KOSHER SALT  Kosher salt has a much larger grain than most table salt. Its name derives not from its being made in accordance with the guidelines for kosher foods as written in the Torah, but because of its use in making meats kosher. Because of its larger grains, kosher salt does not dissolve readily when used to coat meat, but remains on the surface longer and more effectively draws fluids out. It is not generally recommended to use kosher salt for baking in recipes that call for small amounts of liquid. Without enough liquid, the kosher salt will not dissolve sufficiently, and this can result in small bits of salt in the resulting product. In recipes where there is enough liquid to dissolve all the salt, you must adjust the volume if substituting kosher salt. Most boxes have a conversion guideline. If yours doesn’t, the recommendation is to use twice as much kosher salt (by volume) to replace table salt.

MALDON SEA SALT  From the Iron age through to Saxon times, the estuaries and surrounding marshes of Essex, England, were at the centre of the salt-making industry. Maldon sea salt has been made at that historic site since 1882. A completely natural product without artificial additives, it retains valuable seawater trace elements, including magnesium and calcium. It has a pronounced and distinctive "salty" taste that is still mild, with no bitter aftertaste. My favorite thing about Maldon is the large, flaky crystals that shatter easily. I sprinkle it on salads, on whole cheeses drizzled with olive oil, and on my caramels.

### Problem description
Reproduce the passage of the salt text between "MALDON SEA SALT  From" and "on my caramels.", inclusive, substituting "toffees" for "caramels".

### Dataset rows
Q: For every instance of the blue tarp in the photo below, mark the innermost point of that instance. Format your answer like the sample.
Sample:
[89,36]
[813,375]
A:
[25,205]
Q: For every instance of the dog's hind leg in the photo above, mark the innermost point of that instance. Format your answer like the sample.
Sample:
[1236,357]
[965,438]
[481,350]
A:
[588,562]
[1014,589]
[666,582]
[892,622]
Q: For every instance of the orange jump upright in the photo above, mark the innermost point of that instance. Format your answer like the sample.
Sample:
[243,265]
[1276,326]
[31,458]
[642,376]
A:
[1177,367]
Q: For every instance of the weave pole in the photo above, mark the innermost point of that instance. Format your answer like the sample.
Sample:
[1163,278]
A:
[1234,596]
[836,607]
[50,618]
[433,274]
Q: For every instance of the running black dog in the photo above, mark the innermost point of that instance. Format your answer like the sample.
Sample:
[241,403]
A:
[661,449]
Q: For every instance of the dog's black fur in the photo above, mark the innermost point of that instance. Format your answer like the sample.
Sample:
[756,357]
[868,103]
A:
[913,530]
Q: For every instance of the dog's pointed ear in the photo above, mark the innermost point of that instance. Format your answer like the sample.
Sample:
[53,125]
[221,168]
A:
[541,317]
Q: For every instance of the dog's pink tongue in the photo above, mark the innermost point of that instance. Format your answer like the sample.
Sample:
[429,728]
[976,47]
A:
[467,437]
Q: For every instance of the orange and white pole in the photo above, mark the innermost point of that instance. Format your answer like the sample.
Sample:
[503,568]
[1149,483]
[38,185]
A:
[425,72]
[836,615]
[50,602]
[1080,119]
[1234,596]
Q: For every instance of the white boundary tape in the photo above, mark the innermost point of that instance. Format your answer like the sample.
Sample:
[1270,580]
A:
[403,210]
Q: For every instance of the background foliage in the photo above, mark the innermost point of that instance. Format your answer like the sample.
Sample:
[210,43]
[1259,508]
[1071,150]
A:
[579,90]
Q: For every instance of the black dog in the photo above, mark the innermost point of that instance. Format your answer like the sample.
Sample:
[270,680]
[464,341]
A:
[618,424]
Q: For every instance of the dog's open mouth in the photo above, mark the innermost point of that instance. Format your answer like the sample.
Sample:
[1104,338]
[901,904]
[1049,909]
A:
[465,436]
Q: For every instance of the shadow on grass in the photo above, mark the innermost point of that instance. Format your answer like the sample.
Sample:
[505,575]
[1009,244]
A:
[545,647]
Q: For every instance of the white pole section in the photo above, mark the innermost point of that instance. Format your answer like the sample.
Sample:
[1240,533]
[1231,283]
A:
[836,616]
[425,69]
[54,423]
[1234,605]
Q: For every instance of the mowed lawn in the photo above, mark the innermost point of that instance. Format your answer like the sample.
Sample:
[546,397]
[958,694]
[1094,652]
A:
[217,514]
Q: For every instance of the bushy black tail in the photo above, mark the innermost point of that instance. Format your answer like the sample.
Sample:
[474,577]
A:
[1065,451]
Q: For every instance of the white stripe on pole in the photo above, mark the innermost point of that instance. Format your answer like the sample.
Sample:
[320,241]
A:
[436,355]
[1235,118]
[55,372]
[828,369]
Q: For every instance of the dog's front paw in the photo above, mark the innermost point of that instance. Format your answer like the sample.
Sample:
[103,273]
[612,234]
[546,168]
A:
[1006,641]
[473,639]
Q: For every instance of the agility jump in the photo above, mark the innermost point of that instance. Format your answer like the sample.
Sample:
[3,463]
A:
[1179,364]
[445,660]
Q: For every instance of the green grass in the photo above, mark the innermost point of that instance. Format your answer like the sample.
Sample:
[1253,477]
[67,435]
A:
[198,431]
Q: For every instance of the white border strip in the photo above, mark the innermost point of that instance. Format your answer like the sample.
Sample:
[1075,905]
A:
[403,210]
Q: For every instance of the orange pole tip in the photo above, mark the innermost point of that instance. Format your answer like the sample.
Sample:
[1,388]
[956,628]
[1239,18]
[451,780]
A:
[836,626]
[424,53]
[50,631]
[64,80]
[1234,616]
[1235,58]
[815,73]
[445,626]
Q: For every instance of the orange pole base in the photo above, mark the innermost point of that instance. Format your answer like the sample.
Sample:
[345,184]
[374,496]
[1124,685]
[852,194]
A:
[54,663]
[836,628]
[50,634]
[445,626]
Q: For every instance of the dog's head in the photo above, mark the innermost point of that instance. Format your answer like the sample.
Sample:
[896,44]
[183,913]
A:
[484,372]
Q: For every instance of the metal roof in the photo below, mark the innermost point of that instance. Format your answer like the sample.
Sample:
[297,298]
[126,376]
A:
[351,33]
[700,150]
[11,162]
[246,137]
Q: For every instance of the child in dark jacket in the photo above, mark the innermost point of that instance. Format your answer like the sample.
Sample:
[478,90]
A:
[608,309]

### Solution for this problem
MALDON SEA SALT  From the Iron age through to Saxon times, the estuaries and surrounding marshes of Essex, England, were at the centre of the salt-making industry. Maldon sea salt has been made at that historic site since 1882. A completely natural product without artificial additives, it retains valuable seawater trace elements, including magnesium and calcium. It has a pronounced and distinctive "salty" taste that is still mild, with no bitter aftertaste. My favorite thing about Maldon is the large, flaky crystals that shatter easily. I sprinkle it on salads, on whole cheeses drizzled with olive oil, and on my toffees.